• Your tasks:
a - Answer these questions using the article on the final campaign dash of Gore and Bush:
(i) Which state did Mr Bush enter at breakfast time?
(ii) Where did Mr Gore hold his midnight rally?
(iii) In Missouri, whose widow did Mr Gore rally the faithful around?
b - Reproduce the campaign-dash article word for word between "Mr Gore's route" and "bizarre posthumous contest.", inclusive.
START Excerpt to read
Coast to coast, border to border, Al Gore and George W Bush dashed zigzag fashion across the country in quest of the last precious votes that will bring one of them victory. With the presidency of the United States now hinging on turn-out and campaigning time measured in hours, their manic aeroplane rides charted an electoral map of the country, its demography and its mood.

The cross-continent dash is the last great ordeal of a presidential election. And for their electoral finales, these two very different candidates remained true to themselves.

For Mr Gore it was a gruelling 30-hour progress of Midwestern worthiness, topped off with a risqué midnight rally beneath the palms of Miami Beach. For Mr Bush, it was a cheeky breakfast-time incursion into his rival's home state, Tennessee, with an equally cheeky day's-end dip into the President's home state of Arkansas. From there he was set to arrive home in Austin in nice time for a welcome rally - doubtless followed by cocoa and biscuits and a good night's sleep in his state governor's mansion. Mr Bush's route seemed dictated by confidence and a certain devil-may-care panache; Mr Gore's by the seriousness of the task still before him and his instinct that the way to a goal lies through hard graft.

But their routes, and those of their running mates, were determined also by the finest of electoral calculations, culled from customised polling. Every stop had a purpose: to get out the vote in a state, or even in a single constituency that could swing the election their way. If it could also help a would-be congressman locked in a close race, so much the better.

Mr Gore's route took him not just to Iowa, unexpectedly a battleground state this year, but to a marginal constituency near Cedar Rapids with a large pensioner population that might tip to the Democrats. In the even more closely contested state of Missouri, Mr Gore rallied the faithful around the widow of the Democrats' late governor and senate candidate, Mel Carnahan, who will be nominated to fill the seat in her late husband's place if the dead man wins the bizarre posthumous contest.
END Excerpt to read
START Given material
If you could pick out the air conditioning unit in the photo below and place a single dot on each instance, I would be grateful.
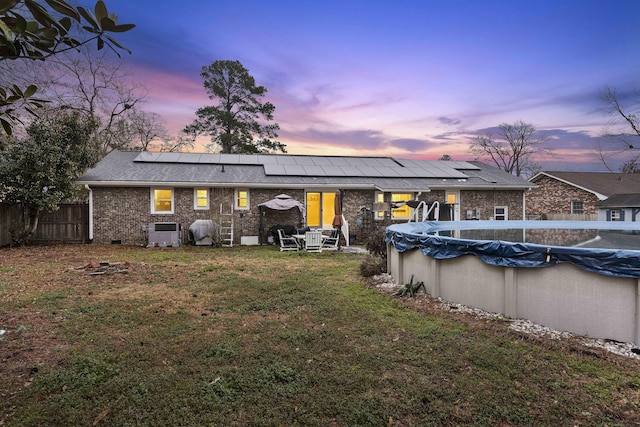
END Given material
• Answer list:
a -
(i) Tennessee, Mr Gore's home state.
(ii) Beneath the palms of Miami Beach.
(iii) The widow of Mel Carnahan, the Democrats' late governor and senate candidate.

b -
Mr Gore's route took him not just to Iowa, unexpectedly a battleground state this year, but to a marginal constituency near Cedar Rapids with a large pensioner population that might tip to the Democrats. In the even more closely contested state of Missouri, Mr Gore rallied the faithful around the widow of the Democrats' late governor and senate candidate, Mel Carnahan, who will be nominated to fill the seat in her late husband's place if the dead man wins the bizarre posthumous contest.